## WHAT THE TASK REQUIRES
All entries should be output exactly as they stand.
----------------
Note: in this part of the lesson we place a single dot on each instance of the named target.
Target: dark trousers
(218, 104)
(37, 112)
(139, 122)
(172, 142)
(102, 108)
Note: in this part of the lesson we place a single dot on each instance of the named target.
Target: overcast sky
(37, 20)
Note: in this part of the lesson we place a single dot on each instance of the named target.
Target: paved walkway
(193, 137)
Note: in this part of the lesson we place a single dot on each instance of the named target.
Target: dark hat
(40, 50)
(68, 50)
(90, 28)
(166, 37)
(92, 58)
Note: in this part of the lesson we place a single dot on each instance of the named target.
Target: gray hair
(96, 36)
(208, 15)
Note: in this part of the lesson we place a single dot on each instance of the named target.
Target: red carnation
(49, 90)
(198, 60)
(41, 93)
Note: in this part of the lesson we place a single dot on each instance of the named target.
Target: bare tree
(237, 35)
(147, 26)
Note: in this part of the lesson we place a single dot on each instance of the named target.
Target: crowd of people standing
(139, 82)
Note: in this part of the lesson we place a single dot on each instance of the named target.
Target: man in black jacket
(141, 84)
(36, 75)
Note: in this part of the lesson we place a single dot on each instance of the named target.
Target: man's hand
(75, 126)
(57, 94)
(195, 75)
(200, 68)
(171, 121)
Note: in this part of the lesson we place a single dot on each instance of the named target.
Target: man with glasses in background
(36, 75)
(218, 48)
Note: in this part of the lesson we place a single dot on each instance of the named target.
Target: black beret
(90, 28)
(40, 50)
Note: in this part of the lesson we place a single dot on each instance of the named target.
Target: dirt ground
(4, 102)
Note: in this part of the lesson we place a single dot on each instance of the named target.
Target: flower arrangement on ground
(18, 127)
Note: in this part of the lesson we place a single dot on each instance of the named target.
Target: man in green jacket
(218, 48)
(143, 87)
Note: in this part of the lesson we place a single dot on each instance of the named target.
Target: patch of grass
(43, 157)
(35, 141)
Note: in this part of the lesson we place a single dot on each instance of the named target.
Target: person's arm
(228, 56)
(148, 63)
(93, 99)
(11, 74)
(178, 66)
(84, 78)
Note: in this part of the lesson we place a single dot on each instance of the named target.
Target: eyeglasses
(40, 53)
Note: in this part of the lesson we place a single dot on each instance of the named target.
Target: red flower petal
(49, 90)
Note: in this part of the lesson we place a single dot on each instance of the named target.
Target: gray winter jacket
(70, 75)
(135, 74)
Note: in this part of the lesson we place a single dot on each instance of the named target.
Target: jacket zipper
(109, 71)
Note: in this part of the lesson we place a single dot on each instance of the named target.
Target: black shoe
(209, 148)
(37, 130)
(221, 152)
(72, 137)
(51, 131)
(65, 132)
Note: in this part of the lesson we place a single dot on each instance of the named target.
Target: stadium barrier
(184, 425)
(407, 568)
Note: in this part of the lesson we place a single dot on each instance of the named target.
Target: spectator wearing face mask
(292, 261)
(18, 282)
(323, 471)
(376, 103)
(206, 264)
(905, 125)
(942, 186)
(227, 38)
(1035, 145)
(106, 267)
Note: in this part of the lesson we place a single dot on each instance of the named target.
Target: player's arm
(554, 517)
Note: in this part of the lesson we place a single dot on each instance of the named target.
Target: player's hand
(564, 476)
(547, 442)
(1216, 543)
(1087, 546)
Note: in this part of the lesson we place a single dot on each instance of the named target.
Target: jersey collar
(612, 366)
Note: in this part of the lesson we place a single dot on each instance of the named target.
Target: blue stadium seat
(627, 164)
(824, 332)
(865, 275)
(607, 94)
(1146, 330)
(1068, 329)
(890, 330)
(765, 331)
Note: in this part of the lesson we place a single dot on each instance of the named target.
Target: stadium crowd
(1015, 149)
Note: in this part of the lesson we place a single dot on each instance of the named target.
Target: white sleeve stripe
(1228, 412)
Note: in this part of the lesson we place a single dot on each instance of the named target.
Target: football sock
----------------
## FULL ANSWER
Note: in this part of the lesson we place a single dot on each instance of the named target.
Target: dark trousers
(218, 104)
(37, 112)
(139, 122)
(172, 142)
(102, 108)
Note: in this part of the lesson we place a single dot on each instance of the named target.
Target: overcast sky
(37, 20)
Note: in this part of the lesson we place a single dot on each instance of the named target.
Target: paved walkway
(193, 137)
Note: in this part of the lesson we place a single dot on each instance of the named target.
Target: dark hat
(40, 50)
(68, 50)
(90, 28)
(166, 37)
(92, 58)
Note: in this part of the lesson we place a single dot on each instance of the named target.
Target: gray hair
(96, 36)
(208, 15)
Note: in this part of the lesson we place a single dot on each instance of the named target.
Target: red carnation
(49, 90)
(198, 60)
(41, 93)
Note: in this part of the lesson we place a single dot on each instance of the named target.
Target: bare tree
(237, 35)
(147, 26)
Note: in this part of the lesson we place a single dot on each instance of the named target.
Target: crowd of people standing
(139, 82)
Note: in this part of the lesson we place a single dot on each instance of the named target.
Target: man in black jacket
(141, 84)
(36, 75)
Note: in this part of the lesson we place a single dot on each instance of the named target.
Target: man's hand
(75, 126)
(57, 94)
(195, 75)
(200, 68)
(171, 121)
Note: in this part of the lesson we place a single dot on each instance of the named target.
Target: man with glasses in background
(36, 75)
(218, 48)
Note: in this part of the lesson we place a single dot on each instance of the named target.
Target: black beret
(90, 28)
(40, 50)
Note: in this part of the lesson we place a single dot on each instance of the named target.
Target: dirt ground
(4, 102)
Note: in this part of the lesson we place a single dot on each instance of the named target.
Target: flower arrangement on ground
(18, 127)
Note: in this part of the lesson we place a single dot on each instance of the named target.
Target: man in green jacket
(218, 48)
(143, 87)
Note: in this part of the lesson we place a single dot on each instance of the named target.
Target: patch of grass
(43, 157)
(35, 141)
Note: in this part of the lesson we place a single dot on each instance of the named target.
Target: person's arm
(228, 56)
(148, 63)
(93, 99)
(11, 74)
(178, 66)
(84, 78)
Note: in this part of the lesson we place a single dot on each instance of the named target.
Target: eyeglasses
(40, 53)
Note: in this part of the lesson we place a single dot on each instance of the named target.
Target: red flower petal
(49, 90)
Note: in this part of the lesson we place a single dot on each instance of the named target.
Target: gray winter jacket
(70, 75)
(135, 74)
Note: in this part of the lesson we place a single dot on each instance of the named target.
Target: jacket zipper
(109, 71)
Note: in this part of the lesson we place a single dot on each instance of the named target.
Target: black shoe
(209, 148)
(37, 130)
(221, 152)
(72, 137)
(51, 131)
(65, 132)
Note: in this part of the lesson we place a single dot on each instance of the named target.
Target: stadium barrier
(184, 425)
(407, 568)
Note: in this part of the lesson we place a single dot on each instance of the named target.
Target: spectator wearing face mask
(292, 261)
(18, 282)
(323, 471)
(376, 103)
(206, 264)
(905, 125)
(942, 186)
(227, 38)
(1035, 145)
(106, 267)
Note: in this part of the lesson we place a single dot on each instance of the named target.
Target: player's arm
(554, 517)
Note: in this part of the lesson we place a single dot on each instance of the named target.
Target: player's hand
(564, 476)
(547, 442)
(1216, 543)
(1087, 546)
Note: in this part of the lesson we place a single dot on each instance of the named target.
Target: jersey collar
(612, 366)
Note: in this part of the lesson we place a single dot on each instance of the named target.
Target: blue stadium seat
(627, 164)
(824, 332)
(865, 275)
(607, 94)
(1146, 330)
(1068, 329)
(890, 330)
(765, 331)
Note: in this part of the lesson we place a single dot on each instance of the named target.
Target: stadium crowd
(1015, 149)
Note: in this part of the lesson we place a single dot on each instance of the named target.
Target: white sleeve stripe
(1228, 412)
Note: in this part of the lesson we place a single dot on each instance of the named target.
Target: football sock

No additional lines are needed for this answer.